[Saved entries]

======

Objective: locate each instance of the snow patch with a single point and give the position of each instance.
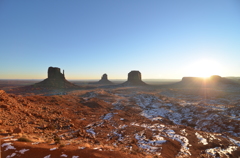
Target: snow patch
(201, 139)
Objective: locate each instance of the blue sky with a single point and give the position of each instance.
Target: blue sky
(162, 39)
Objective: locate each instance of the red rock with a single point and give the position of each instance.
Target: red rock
(17, 130)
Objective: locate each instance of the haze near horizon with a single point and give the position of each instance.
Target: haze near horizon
(163, 40)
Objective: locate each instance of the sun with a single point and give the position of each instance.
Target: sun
(203, 68)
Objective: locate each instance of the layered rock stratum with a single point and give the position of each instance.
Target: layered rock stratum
(55, 79)
(134, 79)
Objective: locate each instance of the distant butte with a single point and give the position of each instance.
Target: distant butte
(134, 79)
(104, 80)
(55, 79)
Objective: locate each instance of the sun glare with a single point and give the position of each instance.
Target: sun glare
(203, 68)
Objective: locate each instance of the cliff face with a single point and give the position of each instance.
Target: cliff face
(55, 73)
(134, 79)
(55, 79)
(104, 80)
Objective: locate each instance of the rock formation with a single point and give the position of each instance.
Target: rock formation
(55, 79)
(134, 79)
(104, 80)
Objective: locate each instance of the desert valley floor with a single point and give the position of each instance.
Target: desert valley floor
(119, 122)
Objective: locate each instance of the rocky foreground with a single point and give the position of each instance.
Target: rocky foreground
(120, 122)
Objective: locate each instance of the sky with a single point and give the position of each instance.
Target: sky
(162, 39)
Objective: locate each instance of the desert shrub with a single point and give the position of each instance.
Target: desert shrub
(61, 145)
(2, 131)
(57, 140)
(23, 139)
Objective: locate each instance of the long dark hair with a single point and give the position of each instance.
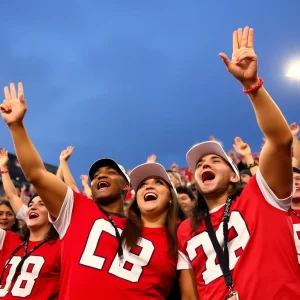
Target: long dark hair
(200, 207)
(133, 230)
(15, 226)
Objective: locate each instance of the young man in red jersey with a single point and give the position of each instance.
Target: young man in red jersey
(240, 242)
(93, 265)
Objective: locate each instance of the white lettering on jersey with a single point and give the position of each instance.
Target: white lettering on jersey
(130, 268)
(235, 246)
(296, 238)
(25, 281)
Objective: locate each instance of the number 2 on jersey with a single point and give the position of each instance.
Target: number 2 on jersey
(136, 262)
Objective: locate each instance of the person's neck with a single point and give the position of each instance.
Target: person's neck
(115, 207)
(154, 221)
(213, 201)
(295, 203)
(39, 233)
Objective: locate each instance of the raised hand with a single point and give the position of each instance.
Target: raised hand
(243, 64)
(65, 154)
(13, 108)
(241, 148)
(3, 158)
(151, 158)
(294, 129)
(84, 179)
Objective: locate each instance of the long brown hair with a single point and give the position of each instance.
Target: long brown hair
(200, 207)
(15, 226)
(133, 230)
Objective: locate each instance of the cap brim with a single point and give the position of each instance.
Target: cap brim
(107, 162)
(147, 170)
(211, 147)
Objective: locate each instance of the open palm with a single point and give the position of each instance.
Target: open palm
(13, 108)
(243, 65)
(3, 158)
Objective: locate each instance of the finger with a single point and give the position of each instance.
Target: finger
(240, 35)
(251, 38)
(247, 55)
(235, 43)
(7, 93)
(238, 140)
(225, 59)
(13, 90)
(245, 37)
(20, 89)
(5, 107)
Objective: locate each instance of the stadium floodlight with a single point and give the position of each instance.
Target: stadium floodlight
(294, 71)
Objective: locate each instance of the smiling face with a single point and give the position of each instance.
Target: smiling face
(214, 175)
(153, 196)
(108, 185)
(7, 217)
(37, 214)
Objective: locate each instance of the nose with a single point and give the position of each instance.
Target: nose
(101, 176)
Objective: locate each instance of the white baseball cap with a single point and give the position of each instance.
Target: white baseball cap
(143, 171)
(211, 147)
(107, 162)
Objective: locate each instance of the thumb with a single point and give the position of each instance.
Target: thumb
(225, 59)
(22, 100)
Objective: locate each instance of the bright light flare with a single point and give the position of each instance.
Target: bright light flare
(294, 71)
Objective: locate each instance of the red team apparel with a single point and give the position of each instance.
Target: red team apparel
(296, 227)
(91, 267)
(261, 248)
(40, 274)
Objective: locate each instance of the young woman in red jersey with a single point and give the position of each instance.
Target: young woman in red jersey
(239, 242)
(29, 262)
(153, 217)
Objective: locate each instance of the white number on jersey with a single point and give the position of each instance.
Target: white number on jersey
(235, 246)
(297, 239)
(130, 268)
(26, 280)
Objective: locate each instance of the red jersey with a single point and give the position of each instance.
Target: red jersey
(40, 274)
(296, 227)
(262, 254)
(91, 268)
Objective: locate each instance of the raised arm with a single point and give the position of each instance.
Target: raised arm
(63, 165)
(49, 187)
(9, 188)
(275, 162)
(296, 145)
(85, 186)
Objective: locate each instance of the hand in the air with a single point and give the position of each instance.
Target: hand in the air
(241, 148)
(243, 64)
(13, 108)
(65, 154)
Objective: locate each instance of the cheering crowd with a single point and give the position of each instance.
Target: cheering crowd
(229, 229)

======

Work instructions
An exact copy of the entries, without any pictures, is what the answer should be.

Task answer
Objective: locate each instance of the snow patch with a single point and give the position of each instance.
Target: snow patch
(201, 139)
Objective: locate each instance of the blue sky with a single point and give the position of each instance.
Target: blue sky
(162, 39)
Objective: locate each instance of the red rock with a single point and give the position of each instance.
Target: red rock
(17, 130)
Objective: locate each instance of the haze near horizon with a single point and give the position of each instance.
Target: haze near horizon
(163, 40)
Objective: locate each instance of the sun with a single point and give the position of each instance.
Target: sun
(203, 68)
Objective: locate each instance of the layered rock stratum with a single point and give the position of each instance.
Target: layered rock stratum
(55, 79)
(134, 79)
Objective: locate each instance of the distant butte with a single point and give the position of each instance.
Target: distant butte
(134, 79)
(104, 80)
(55, 79)
Objective: locate each instance of the sun glare with a single point and give the position of each instance.
Target: sun glare
(203, 68)
Objective: locate each instance of the cliff face with a single point and give the position of each instance.
Target: cliff face
(55, 73)
(134, 79)
(55, 79)
(104, 80)
Objective: locate each instance of the rock formation with a single point and give the position of each instance.
Target: rock formation
(55, 79)
(134, 79)
(104, 80)
Objective: locate each instance of the desert valley floor with a single point and give the position of each instance.
Target: desert valley floor
(119, 122)
Objective: locate each instance of the rocky foreground with a single point and give the position of each instance.
Target: rocky foreground
(120, 122)
Objective: locate each instance of the sky with a single point and give the position of each instance.
Target: sky
(162, 39)
Objective: locate each instance of the desert shrub with a single point and give the position of each instance.
Target: desert shrub
(61, 145)
(2, 131)
(57, 140)
(23, 139)
Objective: locate each instance of the long dark hair with a single point and give the position of each instance.
Target: long dark hair
(200, 207)
(133, 230)
(15, 226)
Objective: locate each instance of the young man in red jersey with a single point and give the position of each instance.
Target: young man in red jersey
(240, 242)
(93, 265)
Objective: locate each instance of the white lettering on jersey with a single point and give the position of each instance.
Target: white lettering on jersey
(130, 268)
(235, 246)
(296, 238)
(25, 281)
Objective: locate each instance of the number 2 on jersey with a single point and give the position of each instance.
Target: number 2 on jersey
(136, 262)
Objective: locate each instance of the person's neck with a single point and give the position of each instance.
Target: person's neck
(115, 207)
(154, 221)
(213, 201)
(295, 203)
(39, 233)
Objective: locate each instance of the raised hand with a single point and give the position of each instance.
Target: raised hand
(243, 64)
(65, 154)
(13, 108)
(241, 148)
(3, 158)
(151, 158)
(294, 129)
(84, 179)
Objective: locate each instance of the long brown hair with a single point and give the position of each instance.
Target: long brown hair
(200, 207)
(15, 226)
(133, 230)
Objective: locate each instance of the cap brim with a single point and give the position of each instance.
Target: cap brim
(107, 162)
(147, 170)
(211, 147)
Objective: locate each instance of the open palm with a single point and give the position of each instance.
Target: open palm
(13, 108)
(243, 65)
(3, 158)
Objective: locate each instance of the finger with a single point and give the position of each instance.
Target: finger
(240, 35)
(251, 38)
(247, 55)
(235, 43)
(7, 93)
(238, 140)
(225, 59)
(13, 90)
(245, 37)
(20, 89)
(5, 107)
Objective: locate each instance of the stadium floodlight with a single point and give the position of each instance.
Target: stadium floodlight
(294, 71)
Objective: locate each instance of the smiling face with a single point and give the position of each instance.
Target: smiling face
(214, 175)
(153, 196)
(108, 185)
(7, 217)
(37, 214)
Objective: locate each instance of the nose with a single point and give the position of each instance.
Target: nose
(101, 176)
Objective: locate each instance of the white baseball cap with a single point and give the position of each instance.
Target: white baseball cap
(143, 171)
(211, 147)
(107, 162)
Objective: locate each instance of the thumb with a single point and give the position of each instance.
Target: thumb
(225, 59)
(22, 100)
Objective: locate each instance of the bright light flare with a single point and give the position of each instance.
Target: bright light flare
(294, 71)
Objective: locate each instance of the red team apparel with a single point and give the position of each instance.
Target: red team apparel
(296, 227)
(91, 267)
(261, 248)
(40, 274)
Objective: locate each instance of the young woman in red jersey with a single point and give the position of each instance.
Target: young woman in red jersey
(239, 242)
(29, 262)
(153, 217)
Objective: locate each instance of the white number on jersey with a single point and give the position of each instance.
Target: white number on jersey
(235, 246)
(297, 239)
(130, 268)
(26, 280)
Objective: locate each instance of the red jersey with a single point and give the position of each instance.
Target: red jersey
(40, 274)
(296, 227)
(262, 254)
(91, 268)
Objective: locate each instance of the raised arm with a single point and give the position of each instance.
Target: raised arm
(63, 165)
(49, 187)
(9, 188)
(275, 162)
(296, 145)
(85, 186)
Objective: locate each instance of the hand in the air with a single point and give the position of each instance.
Target: hand in the air
(241, 148)
(243, 64)
(13, 108)
(65, 154)
Objective: locate each instance of the cheering crowd with a single point and give the position of each instance.
Target: cheering crowd
(229, 229)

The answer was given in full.